→ WHAT IS REQUIRED: When you repeat the entries below, keep each word exactly as it is and drop the pictures.

BEGIN INFORMATION

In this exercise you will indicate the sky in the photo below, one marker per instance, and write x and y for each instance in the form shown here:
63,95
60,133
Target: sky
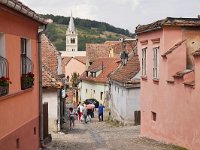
126,14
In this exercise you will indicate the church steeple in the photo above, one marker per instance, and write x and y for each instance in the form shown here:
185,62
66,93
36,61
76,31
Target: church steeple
71,27
71,36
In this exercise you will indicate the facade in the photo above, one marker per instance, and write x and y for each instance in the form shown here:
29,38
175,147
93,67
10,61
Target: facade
73,64
94,81
19,80
52,84
125,91
169,60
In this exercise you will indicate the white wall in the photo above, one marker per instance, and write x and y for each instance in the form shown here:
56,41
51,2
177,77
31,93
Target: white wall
73,54
90,86
124,102
50,96
60,65
2,45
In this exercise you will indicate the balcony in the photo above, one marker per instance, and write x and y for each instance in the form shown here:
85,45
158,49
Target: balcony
4,76
27,78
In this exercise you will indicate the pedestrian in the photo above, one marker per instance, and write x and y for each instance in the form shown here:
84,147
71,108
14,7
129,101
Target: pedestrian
72,115
80,111
84,114
92,113
89,111
100,109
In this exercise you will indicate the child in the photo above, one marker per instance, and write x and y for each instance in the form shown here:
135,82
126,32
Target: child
71,117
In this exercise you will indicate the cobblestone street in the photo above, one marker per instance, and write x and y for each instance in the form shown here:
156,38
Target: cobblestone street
104,136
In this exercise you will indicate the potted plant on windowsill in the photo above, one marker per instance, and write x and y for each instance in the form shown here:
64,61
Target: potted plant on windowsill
4,85
27,81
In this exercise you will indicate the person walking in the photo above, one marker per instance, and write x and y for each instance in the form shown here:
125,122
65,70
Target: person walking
71,117
85,114
100,109
80,112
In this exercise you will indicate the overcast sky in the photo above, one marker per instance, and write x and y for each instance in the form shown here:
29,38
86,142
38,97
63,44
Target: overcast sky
126,14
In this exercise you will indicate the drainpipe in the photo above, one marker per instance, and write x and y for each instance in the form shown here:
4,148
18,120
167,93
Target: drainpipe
40,87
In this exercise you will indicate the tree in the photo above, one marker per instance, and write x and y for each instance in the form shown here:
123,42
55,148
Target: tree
75,79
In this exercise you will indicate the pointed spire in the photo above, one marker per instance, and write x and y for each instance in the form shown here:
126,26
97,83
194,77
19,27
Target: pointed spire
71,27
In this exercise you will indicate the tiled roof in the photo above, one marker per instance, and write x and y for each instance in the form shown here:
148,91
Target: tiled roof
108,65
49,63
180,74
169,21
196,53
173,48
94,51
23,9
126,72
112,42
82,59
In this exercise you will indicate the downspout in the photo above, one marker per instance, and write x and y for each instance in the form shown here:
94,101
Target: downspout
42,145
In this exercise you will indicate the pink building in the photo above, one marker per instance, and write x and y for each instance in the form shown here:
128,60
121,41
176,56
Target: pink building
169,53
20,103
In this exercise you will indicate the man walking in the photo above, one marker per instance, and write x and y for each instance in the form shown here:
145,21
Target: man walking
101,107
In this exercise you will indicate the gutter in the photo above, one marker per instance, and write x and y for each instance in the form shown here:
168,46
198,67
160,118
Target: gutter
42,145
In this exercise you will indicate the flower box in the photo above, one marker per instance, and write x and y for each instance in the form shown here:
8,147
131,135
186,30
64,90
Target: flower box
4,90
4,85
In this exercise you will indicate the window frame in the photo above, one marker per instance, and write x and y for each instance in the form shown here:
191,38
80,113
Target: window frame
144,61
156,52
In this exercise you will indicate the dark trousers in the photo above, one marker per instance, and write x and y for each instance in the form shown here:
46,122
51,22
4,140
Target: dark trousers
100,116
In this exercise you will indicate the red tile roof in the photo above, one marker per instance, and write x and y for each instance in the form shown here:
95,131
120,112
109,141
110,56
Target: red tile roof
108,65
82,59
49,64
125,73
94,51
169,21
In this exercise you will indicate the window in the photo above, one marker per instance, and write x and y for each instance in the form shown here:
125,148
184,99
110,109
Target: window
101,95
156,62
144,61
72,40
17,143
27,76
4,68
153,116
2,45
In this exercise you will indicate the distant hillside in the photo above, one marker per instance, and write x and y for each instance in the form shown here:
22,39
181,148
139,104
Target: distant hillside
88,31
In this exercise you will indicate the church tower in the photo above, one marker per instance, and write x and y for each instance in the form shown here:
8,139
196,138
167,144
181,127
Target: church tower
71,37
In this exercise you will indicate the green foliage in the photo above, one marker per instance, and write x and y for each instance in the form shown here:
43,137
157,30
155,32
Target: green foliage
75,79
88,32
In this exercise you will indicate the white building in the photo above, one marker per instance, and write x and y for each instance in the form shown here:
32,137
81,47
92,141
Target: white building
72,41
71,37
94,81
125,91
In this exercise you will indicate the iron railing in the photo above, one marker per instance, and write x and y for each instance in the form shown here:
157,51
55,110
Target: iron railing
4,76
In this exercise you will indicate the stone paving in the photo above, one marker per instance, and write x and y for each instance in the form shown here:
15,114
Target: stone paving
104,136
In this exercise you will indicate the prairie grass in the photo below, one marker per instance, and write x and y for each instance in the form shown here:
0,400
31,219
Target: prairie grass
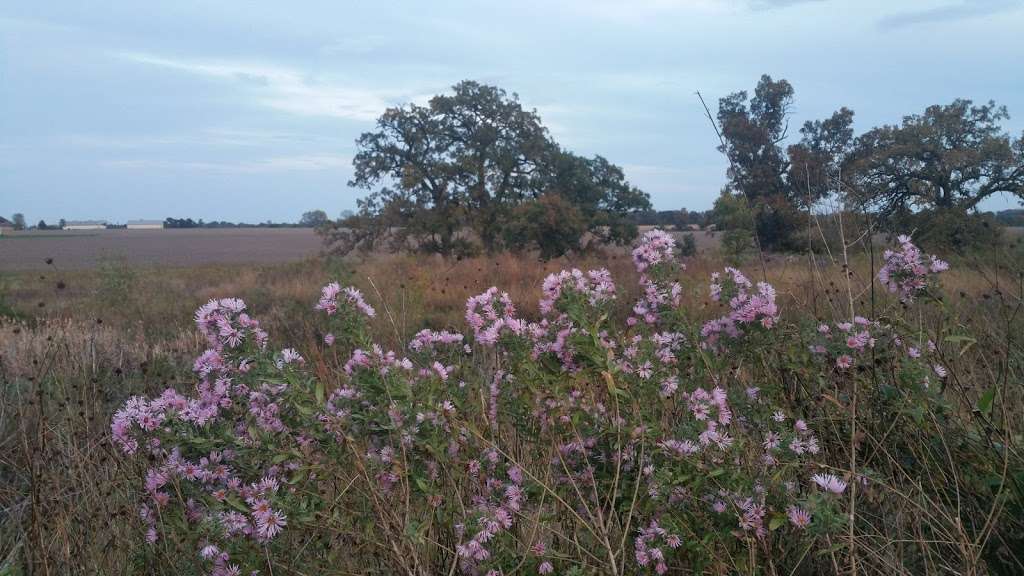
75,344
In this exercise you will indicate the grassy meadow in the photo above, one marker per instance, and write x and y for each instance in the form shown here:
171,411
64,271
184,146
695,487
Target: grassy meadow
946,476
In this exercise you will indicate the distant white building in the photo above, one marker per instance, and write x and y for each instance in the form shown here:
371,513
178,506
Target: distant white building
145,224
85,224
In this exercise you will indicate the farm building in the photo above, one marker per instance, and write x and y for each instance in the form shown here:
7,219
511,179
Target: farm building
145,224
86,224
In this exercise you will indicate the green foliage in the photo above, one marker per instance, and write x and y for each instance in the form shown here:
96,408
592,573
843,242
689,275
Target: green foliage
550,224
313,218
457,169
950,157
688,247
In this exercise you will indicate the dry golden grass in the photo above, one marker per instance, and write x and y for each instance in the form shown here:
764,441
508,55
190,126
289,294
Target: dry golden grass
87,339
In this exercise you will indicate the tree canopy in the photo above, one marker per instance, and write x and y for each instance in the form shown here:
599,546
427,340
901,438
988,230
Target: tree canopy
950,157
942,162
463,172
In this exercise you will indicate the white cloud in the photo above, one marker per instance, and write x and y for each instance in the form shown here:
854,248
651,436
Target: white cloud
312,162
214,136
287,89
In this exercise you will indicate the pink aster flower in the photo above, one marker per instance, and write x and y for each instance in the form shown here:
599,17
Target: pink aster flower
829,483
799,517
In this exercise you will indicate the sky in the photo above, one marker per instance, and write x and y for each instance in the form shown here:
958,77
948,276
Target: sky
249,112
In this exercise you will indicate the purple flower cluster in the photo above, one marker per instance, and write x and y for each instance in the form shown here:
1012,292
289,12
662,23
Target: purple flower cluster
747,306
654,252
427,340
648,547
596,286
492,313
225,324
329,299
906,271
655,247
639,410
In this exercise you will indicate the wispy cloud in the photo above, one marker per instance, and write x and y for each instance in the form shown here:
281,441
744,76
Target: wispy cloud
287,89
312,162
355,45
949,12
209,137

END INFORMATION

→ SOLUTION:
In this exercise you will indicate the sky in the photo below, one marker per instance, and write x and y for each instance in the form shown here:
63,95
60,133
Target: sky
126,14
In this exercise you will indicate the church steeple in the photo above, one marker per instance, and write x and y for each instance in the form shown here:
185,62
66,93
36,61
76,31
Target: church steeple
71,27
71,36
In this exercise you will indicate the facade in the photo above, one marker per instance, and write x and y for each instance in the form shown here:
29,38
175,147
93,67
10,61
Target: facade
73,64
94,81
19,80
52,84
125,91
169,60
In this exercise you will indicate the white wall in the photo above, one marker per instance, and write x and y for each instance in the form shown here:
56,41
51,2
177,77
31,93
Target: white wall
73,54
90,86
124,102
50,96
60,65
2,45
In this exercise you will indicate the balcony in the photo above, one marker per instance, and write x and y for each instance in the form shown here:
85,45
158,49
Target: balcony
4,76
27,78
In this exercise you will indicate the pedestrian in the photo above, one marker per instance, and write x and y for each instance in the form shown here:
84,147
71,108
14,7
129,101
Target: pedestrian
72,115
80,111
84,114
92,113
89,111
100,109
In this exercise you will indicate the child in the photo above, one marker per instance, and write x and y for each instance in the form shown here:
135,82
126,32
Target: child
71,117
In this exercise you will indicate the cobblestone street in the photo above, one marker per instance, and write x and y for each instance in the form shown here:
156,38
Target: cobblestone street
104,136
In this exercise you will indicate the potted plant on windowsill in the photo above, one marker per instance, and write x and y for each instance in the form shown here:
64,61
Target: potted plant on windowsill
4,85
27,81
In this exercise you will indicate the person walking in the photo above, one marker per instance, and write x and y for each instance in the form shown here:
125,122
65,70
Target: person walking
71,117
85,114
100,109
80,112
In this exercise you will indicate the overcast sky in the photo above, one marker per instance, and write x and y for each instance in the form shown here:
29,38
86,142
38,97
63,44
Target: overcast sky
126,14
In this exercise you will indicate the drainpipe in the photo above, one marker per instance, and write x and y for each instance in the form shown here:
4,148
18,120
167,93
Target: drainpipe
40,87
In this exercise you will indicate the tree in the photo above, one marker per instance, and write x and y for each instance in the form shown here:
123,42
55,148
Target: tree
75,79
In this exercise you will indicate the pointed spire in the photo above, one marker per instance, and write x and y for each instance in the form shown here:
126,26
97,83
194,77
19,27
Target: pointed spire
71,27
In this exercise you will indicate the tiled roof in the photo above, one marker per instance, and write x and y for each instance in the form shown here:
148,91
Target: tiled roof
108,65
49,63
180,74
169,21
196,53
173,48
94,51
23,9
126,72
112,42
82,59
In this exercise you will indicate the downspout in the photo above, one marker per instance, and write x and y for each instance in the form shown here:
94,101
Target: downspout
42,145
In this exercise you will indicate the pink building in the photo above, one marker per instance, and write x and y for each instance in the form shown here:
128,60
121,41
176,56
Target: pink building
169,53
20,103
In this exercise you will indicate the man walking in the photo above, one marker per instance, and write x and y for each instance in the form shown here:
145,21
Target: man walking
101,107
In this exercise you will indicate the gutter in the photo above, one marker per instance, and write x and y for each instance in the form shown here:
168,46
198,67
160,118
Target: gutter
42,145
In this exercise you will indicate the flower box in the photo above, one marker per instance, and write x and y for each instance in the form shown here:
8,147
131,135
186,30
64,90
Target: flower box
4,90
4,85
In this exercise you will indicate the window frame in the photo above, one marker per instance, and write x and y for each instance in the form shown here:
191,38
80,113
Target: window frame
144,61
156,52
In this exercise you will indicate the dark trousers in the photo above, one marker per instance, and write x and y for each instance in the form shown here:
46,122
51,22
4,140
Target: dark trousers
100,116
In this exercise you will indicate the red tile roof in the photo above, one marker per instance, and write x and y for each instance in the form shown here:
95,131
120,112
109,141
110,56
Target: red tile roof
108,65
82,59
49,64
125,73
94,51
169,21
In this exercise you will indicate the window in the photo above, one marker per instance, and write x and y for each instance in the form shown here:
125,148
184,99
110,109
Target: window
101,95
156,62
144,61
72,40
17,143
27,76
4,68
153,116
2,45
In this exercise you will indicate the distant hillside in the photo above, one marker per instance, and write x and y for each instance in the form shown here:
22,39
181,148
139,104
Target: distant hillside
88,31
In this exercise you will indicate the church tower in the photo above, one marker per instance, and write x and y for each instance in the form shown here:
8,139
196,138
167,144
181,127
Target: church tower
71,37
In this exercise you will indicate the green foliage in the photo above, one marker per instance, and write x and y for each instance in the form shown here:
43,137
157,30
155,32
Target: green foliage
75,79
88,32
In this exercise you will indicate the white building in the photo above, one marker per instance, and write x and y for each instance in the form shown here:
32,137
81,47
92,141
Target: white building
72,41
71,37
94,81
125,91
In this exercise you will indicate the iron railing in the photo above, one marker per instance, and write x and y for each instance in the form shown here:
157,51
55,110
Target: iron railing
4,76
In this exercise you will indicate the stone paving in the photo above, one marker per instance, and write x and y for each instance in the form shown here:
15,114
Target: stone paving
104,136
In this exercise you will indicate the prairie grass in the photo below, one marker per instance, and write x and y for each instance in the form shown here:
0,400
31,219
Target: prairie grass
75,344
In this exercise you will indicate the grassy meadow in the photo above, one marker per instance, and write x and y for each instance in the form shown here:
171,411
64,271
184,146
695,487
Target: grassy meadow
946,476
In this exercise you will indicate the distant white building in the photo above, one marker per instance, and write x and y for each instance in the form shown here:
371,513
178,506
Target: distant white building
145,224
85,224
In this exercise you will indicate the farm building in the photo above, one marker per instance, and write x and y for each instance in the form shown here:
7,219
511,179
Target: farm building
145,224
86,224
In this exercise you will indicate the green foliage in the photo above, one marker per instance, and write x and y for each instance in the form shown here:
96,408
592,573
843,242
689,275
Target: green foliage
550,224
313,218
457,169
950,157
688,247
In this exercise you will indicate the dry golden grass in the photo above, one marker per instance, and write x and y for each instance in the form shown here:
764,441
508,55
190,126
289,294
Target: dry golden grass
87,339
In this exercise you will indicate the tree canopy in the photo above, one marker per instance, and write x and y for each instance in the form shown here:
599,546
427,340
901,438
988,230
Target: tree canopy
950,157
942,162
463,172
In this exercise you will indicate the white cloud in the photo above, one marker per instance, and write x and y for each instance in the form shown here:
854,248
651,436
Target: white cloud
312,162
214,136
287,89
In this exercise you will indicate the pink aster flower in the photo above, one marker per instance, and write x and y for each instance in the form shown here:
599,17
Target: pink aster flower
829,483
799,517
In this exercise you will indicate the sky in the photo above, one marker per instance, and write x and y for each instance in the form shown here:
958,77
948,276
Target: sky
249,112
In this exercise you will indicate the purple flower cluster in the photo above, one marker per instance, and write x and y for each instance in the form shown here:
1012,292
289,12
662,23
Target: purple flower cluster
747,306
654,252
427,340
648,547
596,286
492,313
225,324
329,299
906,271
655,247
639,410
In this exercise you will indicate the wispy cloud in the photo above, one marker per instance, and write x and y for each instance in the form shown here:
281,441
744,76
Target: wispy cloud
287,89
312,162
355,45
949,12
209,137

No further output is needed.